──────── INFORMATION SHOWN

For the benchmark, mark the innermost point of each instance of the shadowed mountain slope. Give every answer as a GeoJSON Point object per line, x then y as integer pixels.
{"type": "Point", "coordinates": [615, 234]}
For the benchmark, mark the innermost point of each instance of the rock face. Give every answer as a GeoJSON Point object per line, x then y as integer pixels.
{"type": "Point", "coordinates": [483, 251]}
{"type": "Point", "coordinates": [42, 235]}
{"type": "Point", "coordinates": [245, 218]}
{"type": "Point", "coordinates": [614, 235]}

────────────────
──────── INFORMATION SHOWN

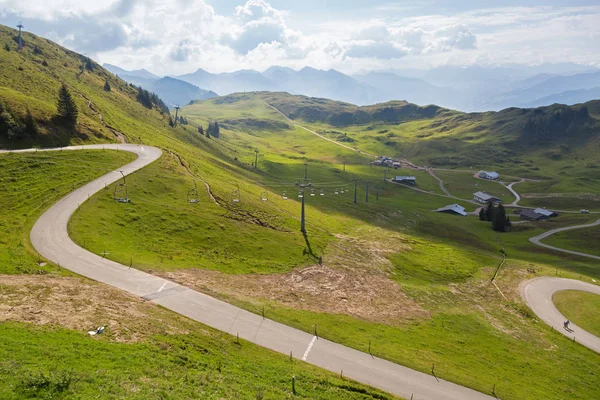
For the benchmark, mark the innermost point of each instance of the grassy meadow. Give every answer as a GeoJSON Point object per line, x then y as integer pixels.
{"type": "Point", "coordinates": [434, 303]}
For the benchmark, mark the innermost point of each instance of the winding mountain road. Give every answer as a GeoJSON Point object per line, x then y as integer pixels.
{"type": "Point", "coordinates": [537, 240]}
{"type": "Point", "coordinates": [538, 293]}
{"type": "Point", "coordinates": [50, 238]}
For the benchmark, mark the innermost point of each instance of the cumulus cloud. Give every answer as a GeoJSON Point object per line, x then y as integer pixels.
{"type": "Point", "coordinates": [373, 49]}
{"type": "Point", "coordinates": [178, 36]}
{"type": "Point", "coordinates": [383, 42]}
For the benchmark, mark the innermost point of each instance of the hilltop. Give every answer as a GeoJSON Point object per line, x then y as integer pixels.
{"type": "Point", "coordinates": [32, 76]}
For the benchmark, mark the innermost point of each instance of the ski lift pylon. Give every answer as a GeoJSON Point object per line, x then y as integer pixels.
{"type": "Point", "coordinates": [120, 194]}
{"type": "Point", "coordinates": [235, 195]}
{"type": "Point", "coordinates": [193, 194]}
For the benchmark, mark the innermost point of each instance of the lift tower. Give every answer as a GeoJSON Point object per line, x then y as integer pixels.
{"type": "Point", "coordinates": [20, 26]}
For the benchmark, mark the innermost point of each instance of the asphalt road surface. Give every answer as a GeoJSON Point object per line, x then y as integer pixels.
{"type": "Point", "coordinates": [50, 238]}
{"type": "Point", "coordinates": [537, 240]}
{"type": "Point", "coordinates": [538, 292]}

────────────────
──────── INFORMATION SHOWN

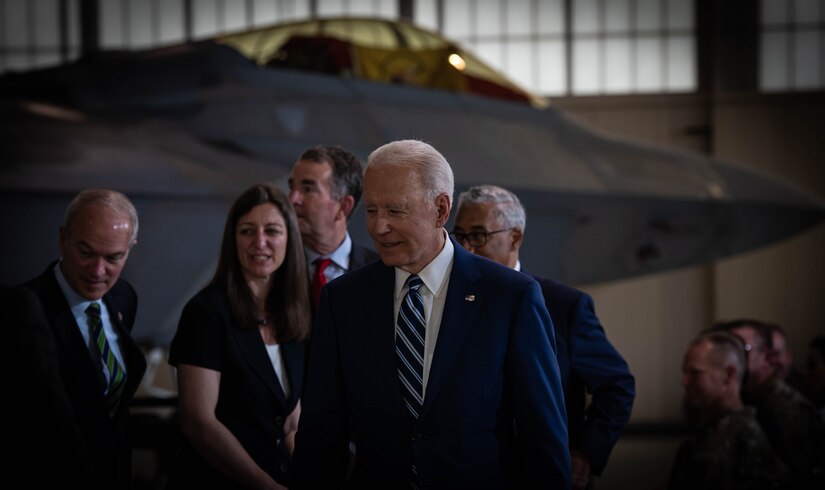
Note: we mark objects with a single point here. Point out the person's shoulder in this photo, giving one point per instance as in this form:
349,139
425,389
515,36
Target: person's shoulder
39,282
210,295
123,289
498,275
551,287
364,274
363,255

────────────────

Quote in full each line of the material above that contains the word "road".

OUTPUT OF THE EXERCISE →
For the benchmark, mark the innermost point of each instance of the winding mountain road. Give every answer as a GeoJSON Point object per line, x then y as integer pixels.
For the benchmark, mark the innermost point of each instance of the asphalt road surface. Give every answer as a GeoJSON Point object per line, x then y as integer pixels.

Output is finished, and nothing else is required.